[PROMPT]: Print the line that contains "the black sneaker" and every line after it through the last line of the records below, exactly as written and nothing else.
***** ENTRIES SUPPLIED *****
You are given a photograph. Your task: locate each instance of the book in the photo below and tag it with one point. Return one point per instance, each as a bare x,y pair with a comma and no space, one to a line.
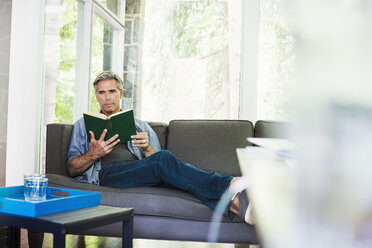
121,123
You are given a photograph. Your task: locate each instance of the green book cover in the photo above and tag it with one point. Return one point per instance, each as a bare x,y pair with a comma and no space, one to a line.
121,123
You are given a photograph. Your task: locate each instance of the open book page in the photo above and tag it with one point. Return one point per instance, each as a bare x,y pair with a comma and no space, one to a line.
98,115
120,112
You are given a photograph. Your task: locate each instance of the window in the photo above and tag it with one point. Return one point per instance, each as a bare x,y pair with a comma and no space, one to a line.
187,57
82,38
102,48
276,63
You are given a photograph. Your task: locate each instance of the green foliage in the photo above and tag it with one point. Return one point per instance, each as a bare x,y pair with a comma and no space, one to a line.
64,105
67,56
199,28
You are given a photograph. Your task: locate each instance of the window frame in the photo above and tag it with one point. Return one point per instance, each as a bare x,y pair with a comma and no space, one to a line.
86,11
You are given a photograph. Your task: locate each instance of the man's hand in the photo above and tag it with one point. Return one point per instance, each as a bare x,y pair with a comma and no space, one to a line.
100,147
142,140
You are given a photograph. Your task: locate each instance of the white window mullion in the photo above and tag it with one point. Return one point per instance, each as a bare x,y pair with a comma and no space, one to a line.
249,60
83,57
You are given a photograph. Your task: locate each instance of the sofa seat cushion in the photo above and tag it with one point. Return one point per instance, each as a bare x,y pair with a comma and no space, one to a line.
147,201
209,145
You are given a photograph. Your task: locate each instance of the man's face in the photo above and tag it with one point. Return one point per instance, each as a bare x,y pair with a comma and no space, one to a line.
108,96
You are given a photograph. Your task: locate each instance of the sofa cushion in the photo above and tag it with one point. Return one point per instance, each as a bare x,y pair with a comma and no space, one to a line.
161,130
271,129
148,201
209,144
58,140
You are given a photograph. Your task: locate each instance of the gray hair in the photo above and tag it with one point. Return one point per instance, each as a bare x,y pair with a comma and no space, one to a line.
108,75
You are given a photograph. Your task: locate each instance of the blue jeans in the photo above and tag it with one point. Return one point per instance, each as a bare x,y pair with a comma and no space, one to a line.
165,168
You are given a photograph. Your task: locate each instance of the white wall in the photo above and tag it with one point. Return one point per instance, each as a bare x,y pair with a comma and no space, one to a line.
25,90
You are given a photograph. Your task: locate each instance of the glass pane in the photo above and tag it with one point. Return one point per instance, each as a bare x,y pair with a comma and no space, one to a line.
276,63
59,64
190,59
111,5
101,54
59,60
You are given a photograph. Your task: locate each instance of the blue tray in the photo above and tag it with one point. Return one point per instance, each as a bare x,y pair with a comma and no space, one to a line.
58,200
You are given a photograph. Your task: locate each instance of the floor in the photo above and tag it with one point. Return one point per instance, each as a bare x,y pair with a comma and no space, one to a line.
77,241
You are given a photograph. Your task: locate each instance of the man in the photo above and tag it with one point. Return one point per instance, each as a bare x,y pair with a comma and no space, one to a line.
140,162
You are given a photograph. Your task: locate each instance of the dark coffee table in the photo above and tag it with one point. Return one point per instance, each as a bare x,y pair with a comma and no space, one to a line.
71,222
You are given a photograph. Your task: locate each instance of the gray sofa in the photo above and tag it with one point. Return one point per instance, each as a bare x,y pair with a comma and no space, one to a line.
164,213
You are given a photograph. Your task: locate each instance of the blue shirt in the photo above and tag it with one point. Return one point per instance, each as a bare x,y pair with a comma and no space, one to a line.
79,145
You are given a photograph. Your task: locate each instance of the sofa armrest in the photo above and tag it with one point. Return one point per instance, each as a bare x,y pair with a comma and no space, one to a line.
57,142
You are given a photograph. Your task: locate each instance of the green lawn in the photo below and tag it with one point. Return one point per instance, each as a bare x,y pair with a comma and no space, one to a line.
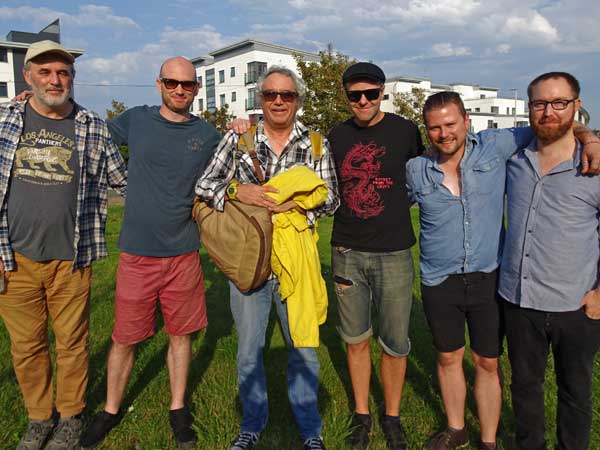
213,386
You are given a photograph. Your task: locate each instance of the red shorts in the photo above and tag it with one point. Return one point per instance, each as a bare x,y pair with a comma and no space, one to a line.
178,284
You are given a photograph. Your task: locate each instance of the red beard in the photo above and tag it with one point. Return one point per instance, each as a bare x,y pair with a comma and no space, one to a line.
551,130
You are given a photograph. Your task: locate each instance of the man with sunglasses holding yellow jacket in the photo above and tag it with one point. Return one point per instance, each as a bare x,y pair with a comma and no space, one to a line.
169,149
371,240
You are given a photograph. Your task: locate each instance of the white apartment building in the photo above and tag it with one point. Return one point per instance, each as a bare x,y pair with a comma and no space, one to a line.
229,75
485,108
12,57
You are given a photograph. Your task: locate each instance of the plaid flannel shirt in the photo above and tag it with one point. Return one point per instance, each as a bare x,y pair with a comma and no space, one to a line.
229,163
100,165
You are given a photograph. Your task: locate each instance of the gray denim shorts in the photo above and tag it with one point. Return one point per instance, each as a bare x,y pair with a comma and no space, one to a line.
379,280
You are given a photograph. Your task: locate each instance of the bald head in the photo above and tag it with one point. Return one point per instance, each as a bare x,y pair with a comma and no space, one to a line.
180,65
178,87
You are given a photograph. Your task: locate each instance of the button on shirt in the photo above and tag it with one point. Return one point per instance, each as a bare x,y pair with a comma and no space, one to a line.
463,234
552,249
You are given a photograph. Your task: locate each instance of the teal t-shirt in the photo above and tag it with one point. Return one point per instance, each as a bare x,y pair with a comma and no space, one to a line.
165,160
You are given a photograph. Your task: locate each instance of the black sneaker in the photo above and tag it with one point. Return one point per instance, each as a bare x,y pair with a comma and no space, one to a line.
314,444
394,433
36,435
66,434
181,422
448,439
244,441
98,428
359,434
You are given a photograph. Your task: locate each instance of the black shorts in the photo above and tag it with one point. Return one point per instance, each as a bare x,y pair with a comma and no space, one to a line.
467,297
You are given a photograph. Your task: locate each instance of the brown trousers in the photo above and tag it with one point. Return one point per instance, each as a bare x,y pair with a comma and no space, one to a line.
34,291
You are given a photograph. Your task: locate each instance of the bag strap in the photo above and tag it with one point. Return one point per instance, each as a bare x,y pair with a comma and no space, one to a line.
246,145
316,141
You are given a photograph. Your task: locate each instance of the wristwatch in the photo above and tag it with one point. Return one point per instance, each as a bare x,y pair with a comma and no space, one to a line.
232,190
*****
[EXPECTED ANSWER]:
You are given a photograph. Your task: locate each instance of the black sneaker in the photo above and tag it with one point. Return one point per instance, each as a bare x,y pair with a comma and no space, one to a line.
314,444
394,433
36,435
66,434
181,422
448,439
244,441
98,428
359,434
You are given a photograph. Your task: locate each instance of the black shorts in the photo above and tag it with one point. Return one point per instance, each as a bare x,y pair with a comma and no space, one to a line.
467,297
You are given a photograph. Your task: locate each instance of the brown trousers in the photo above and tag it with one point. Return one point per instance, each as a bare x,y pair with a comma and no space, one to a line.
34,291
You are given a photograph. Your task: locate each instance of the bag strap in the photo above and tag it with one point. Return one point per instance, each as a bare x,y pair with a comma and no space, one to a line.
246,145
316,141
You are given a photograph. Your task: locate each instance of the wristwatch in the photo above and tag it with one point. Return one point per instance, each as a bare x,y pair with a comma and no space, one to a line.
232,190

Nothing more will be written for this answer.